● DOCUMENT SECTION:
HEI based projects

HEI based pilot project final summary reports:

The final summary reports and blog posts will feed into the ORCID institutional implementation and cost benefit analysis report to be published at the end of April 2015

HEI based pilot project summaries

Aston University
ORCID Implementation Project at Aston University

Aston University Blog

Aston is a small research led university and efficiency in our processes is essential to allow us to deliver quality support with small teams. Our aim is to exploit ORCID’s potential to improve our research profile and also our efficiency and effectiveness in managing publications information.
ORCID implementation will be incorporated into a significant communications campaign planned for the next year around Aston’s open access culture and aimed at raising researcher awareness, improving their participation in our semi-automated PURE loads, embedding systems and support for open access publishing and ensuring funder compliance.
We will use the new ORCID registration facility in PURE (version 4.18), our current research information system with the registration process being piloted in one School, before being rolled out to the rest of the University. The registration process will be supported by targeted in-house training and appropriate guidance notes which will be easily accessible via the university’s intranet.  We intend to embed ORCID IDs into the HR system (CORE) so that new staff joining the university beyond this project will be required to register for ORCID as part of the employment process. The implementation plan, training materials and guidance notes will then be made available for use by other universities using PURE (some 20 institutions located across the UK).

Imperial College

Imperial College Blog

Imperial College London is a science-based university with a reputation for excellence in teaching and research. Its academic staff publish several thousand articles per year, as well as a broad range of other research outputs including data. The use of ORCID has the potential to help both the individual authors and College to track these outputs and to reduce administrative workload around scholarly communication. To realise this potential, Imperial College is currently in the process of negotiating an institutional membership to ORCID. When that process is completed a pilot project will be launched to create identifiers for the staff of two departments; the pilot will be used to test aspects of the ORCID roll-out such as de-duplication (for staff who already have an ORCID) and systems integration. When the pilot is completed, ORCID will be gradually rolled out across College, including postgraduate research students. During this process we will work with partner organisations to advance the integration of ORCID across systems; a first step will be integrating ORCID into Symplectic Elements, our common research information system. We are looking forward to share the lessons we will learn in this process through the ARMA/Jisc ORCID pilot. Please contact Dr Torsten Reimer (t.reimer@imperial.ac.uk) should you have any questions regarding this project.

● ENTRIES PROVIDED:
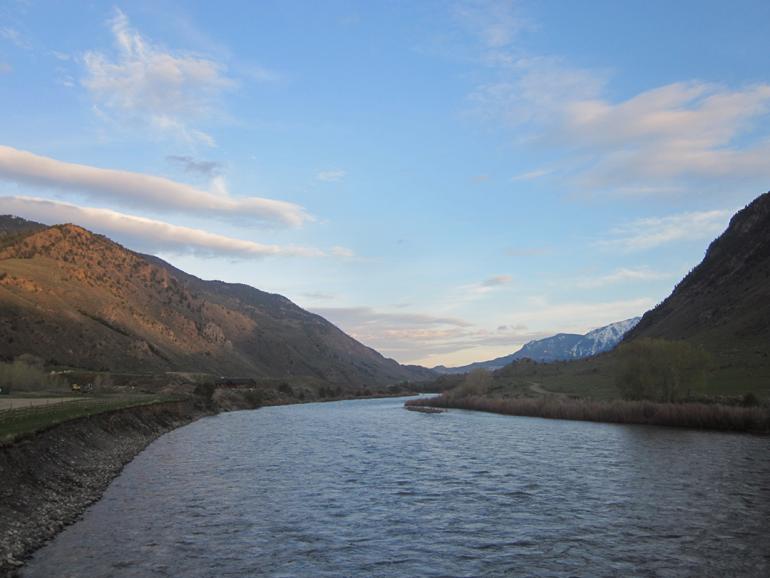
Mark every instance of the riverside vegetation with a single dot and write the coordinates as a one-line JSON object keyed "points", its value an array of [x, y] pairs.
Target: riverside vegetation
{"points": [[655, 380]]}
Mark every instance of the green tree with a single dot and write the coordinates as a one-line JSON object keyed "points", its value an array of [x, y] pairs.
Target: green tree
{"points": [[659, 370]]}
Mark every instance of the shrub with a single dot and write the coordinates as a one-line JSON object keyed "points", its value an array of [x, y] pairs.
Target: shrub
{"points": [[26, 373], [477, 382], [659, 370]]}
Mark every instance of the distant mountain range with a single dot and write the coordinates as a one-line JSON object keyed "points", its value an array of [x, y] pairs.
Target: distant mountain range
{"points": [[559, 347], [78, 299]]}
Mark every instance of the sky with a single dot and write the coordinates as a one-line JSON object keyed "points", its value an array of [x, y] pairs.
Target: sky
{"points": [[444, 180]]}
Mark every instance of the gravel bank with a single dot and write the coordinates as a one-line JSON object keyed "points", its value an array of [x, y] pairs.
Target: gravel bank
{"points": [[48, 480]]}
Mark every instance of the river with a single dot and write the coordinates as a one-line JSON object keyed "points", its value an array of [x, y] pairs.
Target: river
{"points": [[364, 488]]}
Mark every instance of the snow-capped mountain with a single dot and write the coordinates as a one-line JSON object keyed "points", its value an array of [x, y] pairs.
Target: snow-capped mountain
{"points": [[603, 338], [559, 347]]}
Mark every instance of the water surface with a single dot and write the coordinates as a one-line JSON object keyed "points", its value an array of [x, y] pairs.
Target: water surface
{"points": [[364, 488]]}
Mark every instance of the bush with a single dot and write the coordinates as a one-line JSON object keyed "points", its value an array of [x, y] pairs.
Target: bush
{"points": [[477, 382], [659, 370], [27, 373]]}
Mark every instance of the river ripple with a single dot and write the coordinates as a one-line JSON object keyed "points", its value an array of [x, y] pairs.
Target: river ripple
{"points": [[364, 488]]}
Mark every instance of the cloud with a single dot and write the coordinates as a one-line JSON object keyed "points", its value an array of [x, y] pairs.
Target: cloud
{"points": [[15, 37], [474, 291], [496, 281], [676, 139], [318, 295], [526, 251], [138, 189], [191, 165], [149, 235], [651, 232], [338, 251], [532, 91], [531, 175], [412, 337], [495, 22], [622, 275], [664, 138], [163, 89], [332, 176], [577, 317]]}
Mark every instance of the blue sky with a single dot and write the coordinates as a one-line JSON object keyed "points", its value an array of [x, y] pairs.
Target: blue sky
{"points": [[443, 180]]}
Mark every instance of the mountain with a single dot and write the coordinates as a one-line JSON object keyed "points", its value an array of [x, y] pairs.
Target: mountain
{"points": [[559, 347], [723, 304], [602, 339], [79, 299]]}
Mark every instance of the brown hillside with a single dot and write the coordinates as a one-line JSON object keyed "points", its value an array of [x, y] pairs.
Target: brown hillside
{"points": [[79, 299], [724, 303]]}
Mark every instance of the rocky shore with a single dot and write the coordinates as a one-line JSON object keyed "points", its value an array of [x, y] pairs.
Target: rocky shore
{"points": [[49, 479]]}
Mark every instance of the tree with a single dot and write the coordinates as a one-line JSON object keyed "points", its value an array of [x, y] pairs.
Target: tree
{"points": [[659, 370]]}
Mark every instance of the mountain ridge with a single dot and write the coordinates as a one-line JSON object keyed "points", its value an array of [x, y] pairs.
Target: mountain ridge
{"points": [[79, 299], [559, 347]]}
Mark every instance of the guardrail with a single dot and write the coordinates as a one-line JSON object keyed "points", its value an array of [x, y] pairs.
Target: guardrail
{"points": [[16, 413]]}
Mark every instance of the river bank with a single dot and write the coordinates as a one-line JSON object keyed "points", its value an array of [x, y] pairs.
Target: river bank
{"points": [[49, 479], [690, 415]]}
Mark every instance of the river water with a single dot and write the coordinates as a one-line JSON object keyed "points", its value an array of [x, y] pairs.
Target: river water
{"points": [[364, 488]]}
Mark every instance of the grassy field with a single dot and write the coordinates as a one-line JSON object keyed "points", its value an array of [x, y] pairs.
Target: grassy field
{"points": [[20, 422], [594, 378], [689, 415]]}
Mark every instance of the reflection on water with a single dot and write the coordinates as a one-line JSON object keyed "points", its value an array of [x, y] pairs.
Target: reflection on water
{"points": [[364, 488]]}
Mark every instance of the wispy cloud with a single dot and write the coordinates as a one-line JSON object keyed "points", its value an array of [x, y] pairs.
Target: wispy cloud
{"points": [[149, 235], [676, 139], [474, 291], [664, 138], [495, 22], [531, 175], [526, 251], [414, 337], [195, 166], [622, 275], [331, 176], [15, 37], [496, 281], [651, 232], [138, 189], [577, 317], [165, 90]]}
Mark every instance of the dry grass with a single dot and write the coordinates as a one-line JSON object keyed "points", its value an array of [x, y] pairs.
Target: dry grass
{"points": [[692, 415]]}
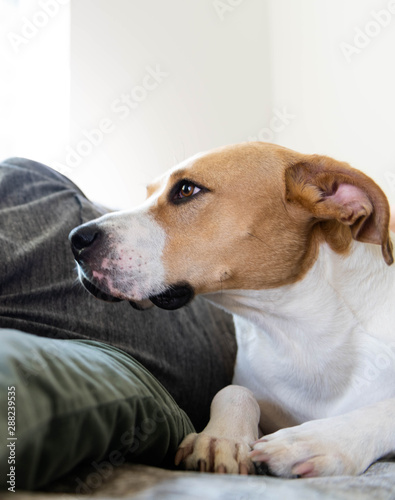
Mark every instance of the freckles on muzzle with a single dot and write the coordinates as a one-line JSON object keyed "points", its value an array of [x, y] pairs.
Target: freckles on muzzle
{"points": [[119, 261]]}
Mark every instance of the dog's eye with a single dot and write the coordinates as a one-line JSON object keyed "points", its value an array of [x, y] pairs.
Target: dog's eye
{"points": [[187, 190]]}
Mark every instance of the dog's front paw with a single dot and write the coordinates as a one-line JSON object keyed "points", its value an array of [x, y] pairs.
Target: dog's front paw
{"points": [[207, 453], [306, 451]]}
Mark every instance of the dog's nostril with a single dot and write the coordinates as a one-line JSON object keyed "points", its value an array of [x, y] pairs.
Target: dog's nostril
{"points": [[83, 238]]}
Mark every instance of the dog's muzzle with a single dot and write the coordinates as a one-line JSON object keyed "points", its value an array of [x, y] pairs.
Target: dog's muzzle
{"points": [[86, 241]]}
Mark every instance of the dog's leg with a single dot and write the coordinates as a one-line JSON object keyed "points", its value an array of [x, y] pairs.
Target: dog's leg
{"points": [[341, 445], [224, 445]]}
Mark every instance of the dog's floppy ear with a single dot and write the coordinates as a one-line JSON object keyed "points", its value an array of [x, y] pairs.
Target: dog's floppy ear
{"points": [[331, 190]]}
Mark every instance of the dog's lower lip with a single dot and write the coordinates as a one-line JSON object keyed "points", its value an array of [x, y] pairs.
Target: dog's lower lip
{"points": [[173, 298], [97, 292]]}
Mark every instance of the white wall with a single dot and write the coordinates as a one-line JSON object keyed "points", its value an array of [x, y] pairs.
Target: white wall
{"points": [[343, 98], [217, 88], [235, 70], [34, 83]]}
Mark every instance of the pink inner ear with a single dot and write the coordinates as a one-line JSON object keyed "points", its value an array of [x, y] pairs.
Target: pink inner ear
{"points": [[351, 196]]}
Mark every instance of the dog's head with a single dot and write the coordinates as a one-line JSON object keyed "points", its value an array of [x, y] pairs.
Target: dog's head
{"points": [[249, 216]]}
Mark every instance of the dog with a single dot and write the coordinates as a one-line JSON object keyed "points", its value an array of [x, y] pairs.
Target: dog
{"points": [[298, 248]]}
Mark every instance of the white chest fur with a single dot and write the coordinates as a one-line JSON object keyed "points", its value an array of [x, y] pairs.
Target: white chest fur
{"points": [[322, 346]]}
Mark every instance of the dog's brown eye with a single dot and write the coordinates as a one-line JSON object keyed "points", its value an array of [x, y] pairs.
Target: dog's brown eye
{"points": [[187, 190]]}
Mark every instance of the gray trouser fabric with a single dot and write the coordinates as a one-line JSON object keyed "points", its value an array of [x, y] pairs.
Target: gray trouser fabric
{"points": [[190, 351]]}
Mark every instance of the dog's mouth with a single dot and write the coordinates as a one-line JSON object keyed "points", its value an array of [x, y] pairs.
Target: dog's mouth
{"points": [[173, 298], [99, 294]]}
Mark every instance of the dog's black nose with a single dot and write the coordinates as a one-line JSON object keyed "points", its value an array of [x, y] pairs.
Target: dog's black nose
{"points": [[84, 238]]}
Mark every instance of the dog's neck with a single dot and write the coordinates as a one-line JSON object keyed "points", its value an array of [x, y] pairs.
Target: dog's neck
{"points": [[338, 295]]}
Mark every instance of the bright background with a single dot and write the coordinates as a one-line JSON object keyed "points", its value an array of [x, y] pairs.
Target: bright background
{"points": [[277, 70]]}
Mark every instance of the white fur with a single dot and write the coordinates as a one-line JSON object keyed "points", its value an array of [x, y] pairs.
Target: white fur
{"points": [[319, 357]]}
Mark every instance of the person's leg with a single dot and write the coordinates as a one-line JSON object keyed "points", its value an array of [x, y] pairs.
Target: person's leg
{"points": [[191, 351], [66, 402]]}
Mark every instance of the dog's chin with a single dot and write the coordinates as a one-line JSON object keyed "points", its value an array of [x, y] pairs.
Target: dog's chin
{"points": [[174, 297], [99, 294], [95, 291]]}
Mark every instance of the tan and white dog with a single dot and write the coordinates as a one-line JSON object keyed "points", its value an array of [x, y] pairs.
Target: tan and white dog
{"points": [[297, 247]]}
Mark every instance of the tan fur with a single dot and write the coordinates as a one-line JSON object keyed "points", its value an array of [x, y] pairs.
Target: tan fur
{"points": [[261, 221]]}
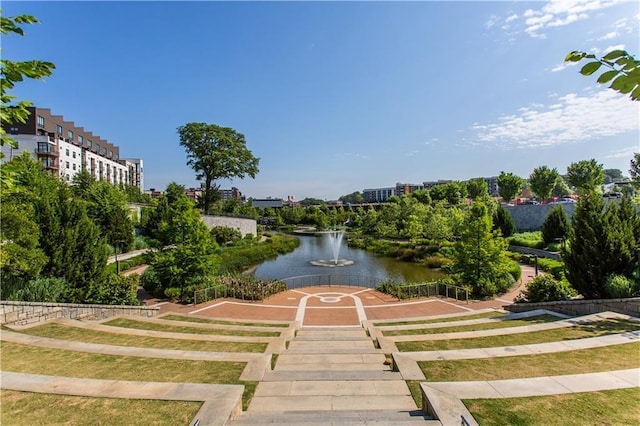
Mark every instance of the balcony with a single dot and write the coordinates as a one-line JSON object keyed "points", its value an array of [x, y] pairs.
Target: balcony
{"points": [[45, 149]]}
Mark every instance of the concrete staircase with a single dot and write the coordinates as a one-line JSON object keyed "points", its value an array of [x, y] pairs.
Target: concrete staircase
{"points": [[332, 376]]}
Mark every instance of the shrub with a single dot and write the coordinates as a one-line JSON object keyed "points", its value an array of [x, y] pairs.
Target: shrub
{"points": [[556, 225], [618, 286], [545, 288]]}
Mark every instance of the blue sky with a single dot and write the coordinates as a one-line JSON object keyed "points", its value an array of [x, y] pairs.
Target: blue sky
{"points": [[336, 97]]}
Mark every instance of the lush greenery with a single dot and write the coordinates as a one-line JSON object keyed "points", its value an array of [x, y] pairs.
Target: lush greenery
{"points": [[54, 239]]}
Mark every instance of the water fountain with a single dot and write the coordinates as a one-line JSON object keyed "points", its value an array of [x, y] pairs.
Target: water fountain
{"points": [[335, 240]]}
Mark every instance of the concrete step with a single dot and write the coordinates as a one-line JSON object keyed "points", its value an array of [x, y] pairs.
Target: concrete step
{"points": [[324, 418], [301, 375]]}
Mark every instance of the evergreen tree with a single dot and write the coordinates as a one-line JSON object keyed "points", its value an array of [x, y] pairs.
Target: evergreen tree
{"points": [[556, 225], [602, 243]]}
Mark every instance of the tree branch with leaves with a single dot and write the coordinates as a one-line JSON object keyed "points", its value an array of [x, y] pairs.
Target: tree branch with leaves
{"points": [[622, 70]]}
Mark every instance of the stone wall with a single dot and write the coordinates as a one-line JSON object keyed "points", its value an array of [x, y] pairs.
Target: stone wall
{"points": [[530, 217], [628, 306], [23, 313], [245, 226]]}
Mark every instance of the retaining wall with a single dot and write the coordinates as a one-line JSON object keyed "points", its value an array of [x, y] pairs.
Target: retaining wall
{"points": [[23, 313], [531, 217], [628, 306], [244, 225]]}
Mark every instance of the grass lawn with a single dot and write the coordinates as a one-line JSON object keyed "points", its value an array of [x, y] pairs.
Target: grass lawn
{"points": [[57, 362], [581, 331], [26, 408], [212, 321], [594, 360], [141, 325], [611, 407], [475, 327], [58, 331], [438, 320]]}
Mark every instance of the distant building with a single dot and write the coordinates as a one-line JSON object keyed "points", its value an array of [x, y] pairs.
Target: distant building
{"points": [[65, 149], [377, 195], [265, 203]]}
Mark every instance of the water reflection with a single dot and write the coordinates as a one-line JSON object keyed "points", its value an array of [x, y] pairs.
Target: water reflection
{"points": [[365, 264]]}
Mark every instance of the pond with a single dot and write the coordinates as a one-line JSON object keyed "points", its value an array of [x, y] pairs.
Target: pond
{"points": [[365, 264]]}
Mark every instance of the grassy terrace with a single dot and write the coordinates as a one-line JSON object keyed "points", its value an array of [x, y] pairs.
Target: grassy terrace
{"points": [[221, 322], [141, 325], [25, 408], [438, 320], [58, 331], [600, 328], [56, 362], [551, 364], [620, 407], [475, 327]]}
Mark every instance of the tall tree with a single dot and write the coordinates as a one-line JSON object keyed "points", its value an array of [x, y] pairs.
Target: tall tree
{"points": [[479, 260], [585, 176], [622, 70], [477, 187], [12, 72], [542, 180], [216, 152], [601, 244], [509, 186]]}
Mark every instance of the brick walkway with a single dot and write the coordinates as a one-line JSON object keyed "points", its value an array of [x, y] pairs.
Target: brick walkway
{"points": [[339, 306]]}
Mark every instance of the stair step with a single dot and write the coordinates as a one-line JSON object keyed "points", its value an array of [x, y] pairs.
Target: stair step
{"points": [[299, 375], [324, 418]]}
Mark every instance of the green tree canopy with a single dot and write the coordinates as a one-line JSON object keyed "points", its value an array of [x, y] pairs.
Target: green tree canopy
{"points": [[216, 152], [13, 72], [542, 181], [509, 186], [585, 176], [477, 187]]}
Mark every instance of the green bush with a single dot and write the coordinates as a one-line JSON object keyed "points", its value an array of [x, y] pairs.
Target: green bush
{"points": [[545, 288], [38, 290], [618, 286], [527, 239]]}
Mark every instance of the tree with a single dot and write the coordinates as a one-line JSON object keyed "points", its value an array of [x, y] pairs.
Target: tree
{"points": [[503, 221], [622, 70], [561, 189], [585, 175], [477, 187], [479, 259], [509, 186], [556, 225], [12, 72], [542, 181], [601, 244], [613, 175], [216, 152]]}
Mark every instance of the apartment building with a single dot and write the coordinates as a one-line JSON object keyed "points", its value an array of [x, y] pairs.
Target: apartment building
{"points": [[65, 149]]}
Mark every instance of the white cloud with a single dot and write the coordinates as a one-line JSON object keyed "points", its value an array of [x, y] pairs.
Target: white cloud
{"points": [[622, 153], [571, 118], [609, 36], [563, 65], [558, 13]]}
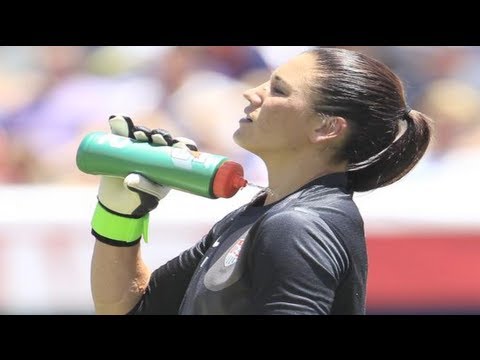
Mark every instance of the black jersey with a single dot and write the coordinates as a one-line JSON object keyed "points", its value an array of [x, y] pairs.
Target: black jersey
{"points": [[304, 254]]}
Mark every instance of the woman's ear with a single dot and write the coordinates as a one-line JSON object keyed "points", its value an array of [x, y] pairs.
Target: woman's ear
{"points": [[329, 127]]}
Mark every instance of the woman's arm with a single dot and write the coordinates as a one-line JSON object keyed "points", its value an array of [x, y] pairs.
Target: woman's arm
{"points": [[118, 278]]}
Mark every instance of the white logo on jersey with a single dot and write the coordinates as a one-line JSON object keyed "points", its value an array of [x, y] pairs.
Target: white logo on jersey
{"points": [[233, 254]]}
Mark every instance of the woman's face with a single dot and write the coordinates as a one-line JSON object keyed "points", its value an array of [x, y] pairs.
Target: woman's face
{"points": [[279, 111]]}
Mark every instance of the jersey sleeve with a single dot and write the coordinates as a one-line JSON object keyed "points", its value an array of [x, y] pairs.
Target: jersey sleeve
{"points": [[167, 285], [296, 263]]}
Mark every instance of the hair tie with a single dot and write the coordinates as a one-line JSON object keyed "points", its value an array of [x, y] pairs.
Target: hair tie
{"points": [[407, 111]]}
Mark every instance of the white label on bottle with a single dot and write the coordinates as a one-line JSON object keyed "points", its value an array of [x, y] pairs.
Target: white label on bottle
{"points": [[114, 141], [182, 158]]}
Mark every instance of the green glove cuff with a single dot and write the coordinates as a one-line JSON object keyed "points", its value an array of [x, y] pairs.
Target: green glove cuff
{"points": [[119, 228]]}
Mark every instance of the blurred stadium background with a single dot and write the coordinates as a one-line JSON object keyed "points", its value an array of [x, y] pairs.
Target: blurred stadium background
{"points": [[423, 233]]}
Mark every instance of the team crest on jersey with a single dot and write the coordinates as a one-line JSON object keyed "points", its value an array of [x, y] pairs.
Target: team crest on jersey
{"points": [[233, 254]]}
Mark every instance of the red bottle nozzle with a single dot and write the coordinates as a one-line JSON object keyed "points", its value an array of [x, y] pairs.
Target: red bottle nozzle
{"points": [[228, 179]]}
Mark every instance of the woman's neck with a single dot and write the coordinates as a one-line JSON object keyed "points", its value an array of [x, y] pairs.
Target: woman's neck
{"points": [[286, 175]]}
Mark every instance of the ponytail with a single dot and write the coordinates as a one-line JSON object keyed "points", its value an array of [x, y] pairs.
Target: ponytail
{"points": [[397, 159]]}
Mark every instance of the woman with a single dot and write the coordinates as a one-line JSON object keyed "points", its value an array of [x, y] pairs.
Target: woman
{"points": [[328, 123]]}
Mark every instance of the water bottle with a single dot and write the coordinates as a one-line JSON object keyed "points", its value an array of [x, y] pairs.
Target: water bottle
{"points": [[199, 173]]}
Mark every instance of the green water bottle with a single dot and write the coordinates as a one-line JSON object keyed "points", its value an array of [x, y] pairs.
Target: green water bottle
{"points": [[199, 173]]}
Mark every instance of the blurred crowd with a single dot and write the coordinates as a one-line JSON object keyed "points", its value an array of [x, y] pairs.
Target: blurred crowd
{"points": [[51, 97]]}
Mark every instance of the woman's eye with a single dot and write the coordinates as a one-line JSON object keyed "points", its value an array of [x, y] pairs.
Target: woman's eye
{"points": [[276, 90]]}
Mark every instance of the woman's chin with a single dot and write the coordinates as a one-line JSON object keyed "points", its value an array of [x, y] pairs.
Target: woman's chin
{"points": [[243, 141]]}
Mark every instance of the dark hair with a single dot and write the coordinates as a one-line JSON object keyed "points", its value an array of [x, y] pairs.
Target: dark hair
{"points": [[371, 98]]}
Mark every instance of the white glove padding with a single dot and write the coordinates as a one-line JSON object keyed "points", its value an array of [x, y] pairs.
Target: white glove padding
{"points": [[135, 195]]}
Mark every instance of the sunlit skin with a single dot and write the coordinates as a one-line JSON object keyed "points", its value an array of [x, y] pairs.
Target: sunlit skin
{"points": [[295, 143]]}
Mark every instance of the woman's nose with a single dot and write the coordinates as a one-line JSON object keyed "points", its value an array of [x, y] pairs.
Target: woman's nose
{"points": [[253, 96]]}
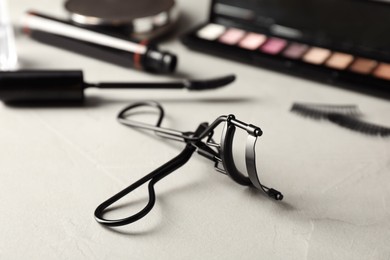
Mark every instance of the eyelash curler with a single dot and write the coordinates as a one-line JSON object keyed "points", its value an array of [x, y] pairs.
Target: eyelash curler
{"points": [[221, 154]]}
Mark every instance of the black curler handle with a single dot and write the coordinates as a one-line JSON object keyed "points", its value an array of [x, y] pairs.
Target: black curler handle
{"points": [[37, 86]]}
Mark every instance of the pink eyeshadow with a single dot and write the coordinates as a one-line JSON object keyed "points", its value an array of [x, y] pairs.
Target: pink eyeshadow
{"points": [[252, 41], [295, 51], [273, 46], [232, 36]]}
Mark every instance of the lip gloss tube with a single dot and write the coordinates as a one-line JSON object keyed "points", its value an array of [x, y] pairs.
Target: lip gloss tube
{"points": [[123, 52]]}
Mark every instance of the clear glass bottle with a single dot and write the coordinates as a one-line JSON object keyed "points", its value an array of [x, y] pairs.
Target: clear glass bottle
{"points": [[8, 54]]}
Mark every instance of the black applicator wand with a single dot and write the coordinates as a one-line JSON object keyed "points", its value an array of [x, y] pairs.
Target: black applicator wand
{"points": [[17, 87]]}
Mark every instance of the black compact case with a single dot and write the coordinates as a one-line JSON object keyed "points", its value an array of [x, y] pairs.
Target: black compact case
{"points": [[342, 42]]}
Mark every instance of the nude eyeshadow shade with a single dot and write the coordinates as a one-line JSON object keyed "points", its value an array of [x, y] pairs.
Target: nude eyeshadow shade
{"points": [[273, 46], [339, 61], [232, 36], [295, 51], [252, 41], [383, 71], [363, 66], [211, 31], [316, 55]]}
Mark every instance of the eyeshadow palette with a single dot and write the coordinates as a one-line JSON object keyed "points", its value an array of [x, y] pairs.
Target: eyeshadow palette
{"points": [[343, 42]]}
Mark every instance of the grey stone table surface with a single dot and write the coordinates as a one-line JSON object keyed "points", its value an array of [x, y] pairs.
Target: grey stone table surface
{"points": [[58, 164]]}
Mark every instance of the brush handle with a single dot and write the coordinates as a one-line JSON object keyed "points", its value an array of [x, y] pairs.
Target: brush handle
{"points": [[38, 86]]}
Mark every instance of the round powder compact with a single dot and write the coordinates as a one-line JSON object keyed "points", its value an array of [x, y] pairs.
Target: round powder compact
{"points": [[143, 19]]}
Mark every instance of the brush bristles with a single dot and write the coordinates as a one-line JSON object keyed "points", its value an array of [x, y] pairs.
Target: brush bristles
{"points": [[343, 115]]}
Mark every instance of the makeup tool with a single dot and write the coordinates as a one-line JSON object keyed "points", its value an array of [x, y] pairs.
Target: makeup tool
{"points": [[200, 141], [62, 34], [8, 54], [346, 116], [19, 87], [130, 18], [343, 42]]}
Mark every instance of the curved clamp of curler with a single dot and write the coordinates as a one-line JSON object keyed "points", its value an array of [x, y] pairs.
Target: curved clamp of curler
{"points": [[218, 153]]}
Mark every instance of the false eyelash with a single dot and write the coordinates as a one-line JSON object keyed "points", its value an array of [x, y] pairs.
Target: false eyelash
{"points": [[343, 115]]}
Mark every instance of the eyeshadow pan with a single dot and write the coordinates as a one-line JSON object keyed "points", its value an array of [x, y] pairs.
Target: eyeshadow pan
{"points": [[316, 55], [232, 36], [252, 41], [211, 31], [339, 61], [383, 71], [273, 46], [295, 51], [363, 66]]}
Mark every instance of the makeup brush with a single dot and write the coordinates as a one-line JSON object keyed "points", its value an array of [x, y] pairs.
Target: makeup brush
{"points": [[68, 86], [346, 116]]}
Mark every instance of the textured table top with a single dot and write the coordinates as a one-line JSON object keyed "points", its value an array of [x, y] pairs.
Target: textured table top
{"points": [[58, 164]]}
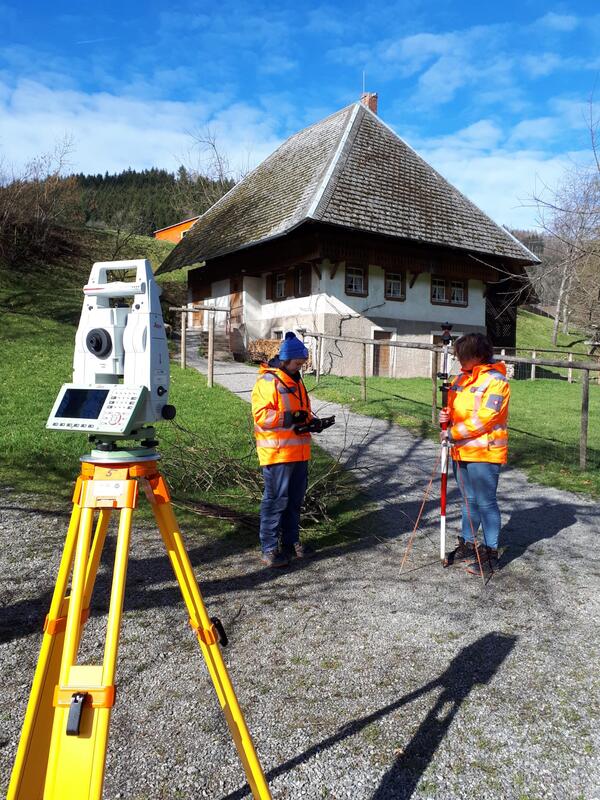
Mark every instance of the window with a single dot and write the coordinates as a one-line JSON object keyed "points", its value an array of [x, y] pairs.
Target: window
{"points": [[280, 293], [302, 281], [457, 293], [356, 281], [395, 286], [438, 290], [449, 291]]}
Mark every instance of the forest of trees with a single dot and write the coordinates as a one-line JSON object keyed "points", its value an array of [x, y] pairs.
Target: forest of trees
{"points": [[41, 207], [145, 200]]}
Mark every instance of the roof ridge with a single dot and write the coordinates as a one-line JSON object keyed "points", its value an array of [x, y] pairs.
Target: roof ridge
{"points": [[327, 175], [446, 182]]}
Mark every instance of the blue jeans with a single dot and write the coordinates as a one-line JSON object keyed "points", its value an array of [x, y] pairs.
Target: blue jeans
{"points": [[478, 482], [285, 487]]}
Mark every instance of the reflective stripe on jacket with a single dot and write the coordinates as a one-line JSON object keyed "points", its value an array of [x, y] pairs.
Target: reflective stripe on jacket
{"points": [[478, 403], [275, 397]]}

● REQUIREMENTS:
a. Using the page on HEI based ORCID pilot projects, decide whether each statement agrees with it. Answer yes or no and quote the words that settle it. (i) Aston University will pilot ORCID registration in one School before extending it to the rest of the university. (ii) Imperial College's pilot will create identifiers for the staff of three departments. (iii) Imperial College's common research information system is PURE.
b. Write the next part of the page on HEI based ORCID pilot projects, starting after its last sentence.

● OUTPUTS IN ORDER:
a.
(i) Yes: "with the registration process being piloted in one School, before being rolled out to the rest of the University"
(ii) No: "a pilot project will be launched to create identifiers for the staff of two departments"
(iii) No: "Symplectic Elements, our common research information system"

b.
University of Kent
Kent Early ORCID
Project Manager: Lesley Gould (
Lesley Gould <L.Gould@kent.ac.uk)

U of Kent Blog

Our chosen project name reflects both the nature of the pilot programme and our desire to engage researchers early in their careers. We aim to encourage Kent PhD and early career researchers (ECRs) to sign-up for ORCID. This group are often very mobile at the early stages of their career so a persistent identifier would be particularly useful. They will be able to include the same ORCID in their PhD thesis and in all publications from the beginning of their career. We plan to employ PhD students/early career researchers to act as ORCID champions in academic schools via activities such as one-to-one peer to peer advocacy,  presentations and also promotional events. We will be integrating ORCID into our eprints institutional repository (IR), Kent Academic Repository, in our submission process for electronic research theses and in our new CONVERIS Current Research Information System (CRIS), KRIMSON. The potential use of ORCID to aid effective reporting internally, back to funders, HEFCE, HESA and other agents will be examined and reported. We plan to share widely our experiences and reflections with regard to our proposed advocacy approach for ORCID and also our CRIS and IR integrations.

University of Oxford

University of Oxford Blog

The University of Oxford is an institutional member of ORCID and has adopted a lightweight model for enabling individual ORCIDs to be linked to university personal profiles. The pilot project will release the demonstrator as a live service. The University has recently upgraded to Symplectic version 4.8 that enables ORCID integration. During the development and implementation process of the ‘ORCIDs at Oxford’ service, a number of factors emerged that prevent ORCID linking to operate as a fully synchronized service with managed verification. The main objectives of the project will be to examine, identify and promote the value proposition for individual authors, to further explore and resolve mainly non-technical matters that have been uncovered so far, for user testing, to open up discussions with other UK HEIs and community engagement, to continue implementation discussions with ORCID, to make recommendations to ORCID (as part of the UK community), and to promote the new service across the University. The Oxford discussions are taking place in close collaboration with OUP, a commercial partner of ORCID that implemented ORCID IDs in its journal submission systems in early 2014.

Northumbria University
Embedding ORCID across researcher career paths

Northumbria University Blog

At Northumbria, the University Library has been proactively promoting and supporting ORCID implementation, both as an identifier in the institutional repository Northumbria Research Link (NRL) and as part of a well-established research skills programme. This project provides an opportunity to explore broader implementation of ORCID at different stages of researcher career paths and throughout the research cycle via a multi-stakeholder  partnership across the institution.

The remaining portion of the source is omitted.